Location identification items:
○ ○ ○ ○ ○

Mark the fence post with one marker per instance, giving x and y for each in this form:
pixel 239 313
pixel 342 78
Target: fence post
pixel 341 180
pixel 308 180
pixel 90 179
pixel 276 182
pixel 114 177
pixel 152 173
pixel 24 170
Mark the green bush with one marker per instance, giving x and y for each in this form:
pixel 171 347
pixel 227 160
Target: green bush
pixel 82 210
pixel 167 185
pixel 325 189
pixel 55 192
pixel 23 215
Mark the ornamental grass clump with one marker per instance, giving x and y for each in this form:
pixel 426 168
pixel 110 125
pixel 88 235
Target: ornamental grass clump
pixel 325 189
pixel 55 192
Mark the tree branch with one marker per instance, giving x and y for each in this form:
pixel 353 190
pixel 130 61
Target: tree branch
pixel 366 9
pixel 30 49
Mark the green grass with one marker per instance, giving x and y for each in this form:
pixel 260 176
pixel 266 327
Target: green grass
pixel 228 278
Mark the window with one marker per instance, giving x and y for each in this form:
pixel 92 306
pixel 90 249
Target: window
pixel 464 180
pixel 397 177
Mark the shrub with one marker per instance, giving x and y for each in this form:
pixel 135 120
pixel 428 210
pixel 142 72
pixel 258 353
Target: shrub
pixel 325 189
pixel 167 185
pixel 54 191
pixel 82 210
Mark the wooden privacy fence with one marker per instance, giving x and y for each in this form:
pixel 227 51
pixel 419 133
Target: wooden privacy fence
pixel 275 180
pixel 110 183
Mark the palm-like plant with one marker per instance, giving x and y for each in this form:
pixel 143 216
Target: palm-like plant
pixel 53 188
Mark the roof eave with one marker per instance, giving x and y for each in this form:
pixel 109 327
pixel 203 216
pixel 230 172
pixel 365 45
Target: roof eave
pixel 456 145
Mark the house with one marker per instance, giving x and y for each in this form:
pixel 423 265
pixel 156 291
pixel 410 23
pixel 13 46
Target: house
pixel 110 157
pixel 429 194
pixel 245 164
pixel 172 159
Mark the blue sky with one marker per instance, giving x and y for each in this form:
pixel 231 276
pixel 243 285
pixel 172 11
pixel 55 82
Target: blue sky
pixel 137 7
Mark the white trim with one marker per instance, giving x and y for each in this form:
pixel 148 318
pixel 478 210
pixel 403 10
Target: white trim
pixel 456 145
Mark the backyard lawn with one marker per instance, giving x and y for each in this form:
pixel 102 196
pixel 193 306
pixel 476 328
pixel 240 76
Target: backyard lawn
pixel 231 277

○ ○ ○ ○ ○

What is asked:
Rewrite the whole listing with every "marker" renamed to "point", and keep everything else unchanged.

Task response:
Mark the fence post with one point per instance, giving x and y for each in this form:
pixel 239 313
pixel 342 78
Target: fence post
pixel 341 180
pixel 308 180
pixel 90 179
pixel 276 182
pixel 114 177
pixel 152 173
pixel 24 170
Mark the green bush with one point per instance, giving x and y for each in this form:
pixel 171 347
pixel 227 160
Target: green bush
pixel 82 210
pixel 167 185
pixel 325 189
pixel 55 192
pixel 23 215
Mark the ornamental grass clump with one point per instance, giving x and y for each in this form:
pixel 426 168
pixel 110 125
pixel 88 235
Target: ornamental grass clump
pixel 325 189
pixel 55 192
Mark the tree branch with one point per instance, giving x and y for each in this form:
pixel 353 190
pixel 130 61
Target: tree branch
pixel 366 9
pixel 30 49
Mark the green grass with one point per instance, giving x and y for each in this form:
pixel 260 176
pixel 266 327
Target: green grass
pixel 228 278
Mark the window with one point per instance, giving x and y for each in this form:
pixel 92 306
pixel 90 249
Target: window
pixel 464 180
pixel 397 177
Mark the shrub with one point per instance, giving x and y for each in this form:
pixel 135 120
pixel 428 210
pixel 142 72
pixel 258 353
Target: shrub
pixel 325 189
pixel 167 185
pixel 54 191
pixel 82 210
Mark the wooden privacy fence with one point per instance, giving x and y for each in this form:
pixel 227 51
pixel 419 133
Target: wooden privacy fence
pixel 275 180
pixel 110 183
Mark the palm-like plant with one point per instance, giving x and y for each in this form:
pixel 143 216
Target: palm-like plant
pixel 53 188
Mark the roof eave with one point per instance, giving x and y for each in this form:
pixel 109 327
pixel 203 216
pixel 230 172
pixel 365 45
Target: roof eave
pixel 456 145
Mark the house with one point per instance, giving x and y for each in this form:
pixel 423 265
pixel 156 291
pixel 410 23
pixel 13 46
Target: house
pixel 110 157
pixel 429 194
pixel 245 164
pixel 172 159
Mark the blue sky with one point per instance, giving x and y for each in this form:
pixel 231 276
pixel 243 285
pixel 172 11
pixel 55 82
Target: blue sky
pixel 137 7
Mark the white trim with one point per instance, giving x and y for each in this form:
pixel 148 318
pixel 478 210
pixel 403 10
Target: white trim
pixel 456 145
Mark the backyard lawn with one point per instance, giving x and y for each in this form:
pixel 102 196
pixel 193 306
pixel 476 328
pixel 240 76
Target: backyard lawn
pixel 231 277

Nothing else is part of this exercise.